- **AIM OF THE EXERCISE**: In the records below, find each line with "photo" and copy it.

*** Opening RECORDS SUPPLIED ***

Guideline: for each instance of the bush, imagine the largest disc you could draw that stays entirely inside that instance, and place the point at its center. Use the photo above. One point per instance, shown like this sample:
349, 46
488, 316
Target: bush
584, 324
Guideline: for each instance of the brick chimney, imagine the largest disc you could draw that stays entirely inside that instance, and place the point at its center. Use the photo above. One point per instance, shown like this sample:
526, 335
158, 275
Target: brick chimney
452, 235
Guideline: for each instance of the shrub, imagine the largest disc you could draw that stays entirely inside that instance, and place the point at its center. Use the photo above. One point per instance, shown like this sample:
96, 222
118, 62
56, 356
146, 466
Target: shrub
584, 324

*** Closing RECORDS SUPPLIED ***

- **EXERCISE SOLUTION**:
Guideline: for each instance of the bush, imagine the largest disc you could draw that stays entirely inside that instance, and place the point at its center. Use the photo above. One point per instance, shown like this sample:
Guideline: for each instance of the brick chimney, imagine the largest disc you could draw that stays entirely inside that instance, and place the point at its center. Use the photo above. One point per instance, shown like this sample:
Guideline: for each instance of the shrub, imagine the largest disc you could draw that stays entirely inside that instance, and place the point at its center. Use the photo above. One point per instance, shown like this sample:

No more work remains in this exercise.